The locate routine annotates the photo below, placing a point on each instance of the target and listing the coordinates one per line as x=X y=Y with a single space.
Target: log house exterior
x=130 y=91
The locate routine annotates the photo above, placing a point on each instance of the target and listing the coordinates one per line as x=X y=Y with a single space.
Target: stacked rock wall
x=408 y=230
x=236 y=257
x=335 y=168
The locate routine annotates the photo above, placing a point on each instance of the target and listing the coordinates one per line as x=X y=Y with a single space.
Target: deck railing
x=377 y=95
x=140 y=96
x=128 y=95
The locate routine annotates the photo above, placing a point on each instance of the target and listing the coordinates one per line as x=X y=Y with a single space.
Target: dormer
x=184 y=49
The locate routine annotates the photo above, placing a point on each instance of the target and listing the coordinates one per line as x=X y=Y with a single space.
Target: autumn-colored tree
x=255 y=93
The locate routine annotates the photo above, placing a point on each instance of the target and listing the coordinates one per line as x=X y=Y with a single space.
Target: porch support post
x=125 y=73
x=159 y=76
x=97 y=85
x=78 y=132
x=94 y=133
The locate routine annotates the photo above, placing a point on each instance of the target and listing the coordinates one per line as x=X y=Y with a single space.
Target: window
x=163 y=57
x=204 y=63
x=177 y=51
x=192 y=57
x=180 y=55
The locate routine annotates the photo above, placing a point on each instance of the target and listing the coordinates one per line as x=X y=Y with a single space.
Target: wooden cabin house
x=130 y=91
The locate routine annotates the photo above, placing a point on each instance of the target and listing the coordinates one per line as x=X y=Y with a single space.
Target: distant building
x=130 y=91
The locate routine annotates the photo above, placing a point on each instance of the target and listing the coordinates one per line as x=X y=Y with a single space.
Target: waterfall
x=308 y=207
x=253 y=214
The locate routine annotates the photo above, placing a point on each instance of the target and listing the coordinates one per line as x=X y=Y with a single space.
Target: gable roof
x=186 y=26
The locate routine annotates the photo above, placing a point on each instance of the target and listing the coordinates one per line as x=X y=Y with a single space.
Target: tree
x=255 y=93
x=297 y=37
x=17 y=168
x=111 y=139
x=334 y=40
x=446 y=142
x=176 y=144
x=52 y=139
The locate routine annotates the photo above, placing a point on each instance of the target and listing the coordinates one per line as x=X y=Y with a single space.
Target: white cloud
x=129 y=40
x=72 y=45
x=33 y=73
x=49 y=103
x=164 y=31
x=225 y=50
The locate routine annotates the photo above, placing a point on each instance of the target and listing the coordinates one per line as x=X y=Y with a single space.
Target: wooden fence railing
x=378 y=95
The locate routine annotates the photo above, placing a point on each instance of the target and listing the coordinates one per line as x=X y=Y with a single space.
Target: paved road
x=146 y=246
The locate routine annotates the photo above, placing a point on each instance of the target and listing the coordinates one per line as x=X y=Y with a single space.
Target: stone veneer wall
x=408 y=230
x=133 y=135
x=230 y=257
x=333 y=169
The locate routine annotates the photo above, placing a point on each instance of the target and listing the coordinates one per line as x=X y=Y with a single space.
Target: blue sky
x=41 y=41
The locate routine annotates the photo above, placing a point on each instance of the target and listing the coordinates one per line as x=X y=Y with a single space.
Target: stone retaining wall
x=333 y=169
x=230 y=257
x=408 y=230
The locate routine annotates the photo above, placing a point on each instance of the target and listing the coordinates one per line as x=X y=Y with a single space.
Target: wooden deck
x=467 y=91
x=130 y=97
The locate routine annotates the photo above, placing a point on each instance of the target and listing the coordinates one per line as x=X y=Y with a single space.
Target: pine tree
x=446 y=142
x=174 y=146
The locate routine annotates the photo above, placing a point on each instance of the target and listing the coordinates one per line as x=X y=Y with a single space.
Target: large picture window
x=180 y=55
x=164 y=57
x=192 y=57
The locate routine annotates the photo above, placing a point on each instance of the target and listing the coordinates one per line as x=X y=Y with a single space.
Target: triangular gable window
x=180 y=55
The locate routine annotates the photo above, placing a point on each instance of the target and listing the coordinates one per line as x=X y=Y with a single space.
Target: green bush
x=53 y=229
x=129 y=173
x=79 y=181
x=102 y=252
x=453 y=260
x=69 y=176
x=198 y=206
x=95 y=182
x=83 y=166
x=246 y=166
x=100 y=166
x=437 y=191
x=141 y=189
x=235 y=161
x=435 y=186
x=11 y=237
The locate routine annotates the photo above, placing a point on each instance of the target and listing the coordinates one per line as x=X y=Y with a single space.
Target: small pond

....

THE EXERCISE:
Using the data above, output each line exactly.

WRITTEN REPLY:
The locate routine annotates the photo below, placing a point on each instance of the target and listing the coordinates one per line as x=X y=Y with a single space.
Target: log house exterior
x=130 y=91
The locate routine annotates the photo above, placing a point on each instance of the target and listing the coordinates one per line as x=X y=Y with a single space.
Target: stacked rock wall
x=408 y=230
x=236 y=257
x=335 y=168
The locate routine annotates the photo above, placing a point on each instance of the target and listing the coordinates one per line as x=X y=Y with a single space.
Target: deck railing
x=377 y=95
x=140 y=96
x=128 y=95
The locate routine annotates the photo above, placing a point on each instance of the target and listing the coordinates one per line as x=X y=Y with a single space.
Target: dormer
x=184 y=49
The locate routine annotates the photo above, placing a point on each instance of the target and listing the coordinates one per line as x=X y=Y with a single space.
Target: autumn-colored tree
x=255 y=93
The locate routine annotates the photo above, placing a point on each instance of the target and listing the coordinates one per line as x=X y=Y with a single space.
Target: porch support post
x=125 y=73
x=159 y=76
x=97 y=85
x=78 y=132
x=94 y=133
The locate routine annotates the photo above, placing a point on each instance of the target and listing the coordinates one per line as x=X y=Y with a single space.
Target: window
x=163 y=57
x=204 y=63
x=177 y=51
x=192 y=57
x=180 y=55
The locate routine annotates the photo above, placing a point on each instance of the target and listing the coordinates one per line as x=X y=Y with a single space.
Target: wooden cabin house
x=130 y=91
The locate routine annotates the photo above, placing a point on each instance of the target and listing the coordinates one per line as x=X y=Y with a single space.
Target: distant building
x=130 y=91
The locate routine annotates the photo above, placing a point on each instance of the target and listing the coordinates one per line as x=X y=Y with a single space.
Target: waterfall
x=308 y=207
x=253 y=214
The locate routine annotates the photo above, placing a point on each instance of the target and listing the coordinates one per line as x=X y=Y with a single space.
Target: gable roof
x=186 y=26
The locate routine annotates the photo above, placing a point on each instance of the target and listing the coordinates one per line as x=X y=Y with a single space.
Target: tree
x=255 y=93
x=297 y=37
x=17 y=168
x=111 y=139
x=334 y=40
x=446 y=142
x=176 y=144
x=52 y=139
The locate routine annotates the photo above, placing a point on each instance of the target and listing the coordinates one per line as x=X y=Y with a single space.
Target: white cloud
x=129 y=40
x=72 y=45
x=33 y=73
x=49 y=103
x=164 y=31
x=225 y=50
The locate routine annotates the photo above, placing a point on each instance of the target and listing the coordinates one per line as x=X y=Y with a single space.
Target: wooden fence railing
x=378 y=95
The locate routine annotates the photo above, placing a point on each instance of the target and listing the coordinates one per line as x=X y=Y with a single space.
Target: paved road
x=146 y=246
The locate routine annotates the photo above, placing a point on each instance of the target and listing the coordinates one per line as x=X y=Y with a single space.
Target: stone veneer wall
x=408 y=230
x=133 y=135
x=230 y=257
x=333 y=169
The locate routine annotates the photo above, placing a point on each instance of the target and listing the coordinates one per line as x=X y=Y with a single space.
Target: blue sky
x=41 y=41
The locate routine annotates the photo above, placing a point on each instance of the target and listing the coordinates one per line as x=X y=Y with a single space.
Target: stone retaining wall
x=333 y=169
x=230 y=257
x=408 y=230
The locate routine annotates the photo above, placing a point on each instance of the target and listing the coordinates one per line as x=X y=Y with a single space.
Target: wooden deck
x=467 y=91
x=130 y=97
The locate routine annotates the photo above, placing a point on each instance of the target and listing the coordinates one per line as x=X y=Y with a single space.
Target: pine tree
x=446 y=142
x=174 y=146
The locate routine annotates the photo above, placing a point on each instance of the target and listing the coordinates one per line as x=X y=Y with a single space.
Target: large picture window
x=180 y=55
x=164 y=57
x=192 y=57
The locate routine annotates the photo above, placing a point on each instance of the target and listing the coordinates one per line as x=X y=Y with a single space.
Target: triangular gable window
x=180 y=55
The locate routine annotates the photo above, placing a point on each instance of the target and listing the coordinates one per line as x=X y=Y with a single space.
Target: green bush
x=53 y=229
x=129 y=173
x=79 y=181
x=102 y=252
x=453 y=260
x=69 y=176
x=198 y=206
x=95 y=182
x=83 y=166
x=246 y=166
x=100 y=166
x=437 y=191
x=141 y=189
x=235 y=161
x=435 y=186
x=11 y=237
The locate routine annotates the photo above, placing a point on each instance of the target and listing the coordinates one per line as x=X y=Y with a single space.
Target: small pond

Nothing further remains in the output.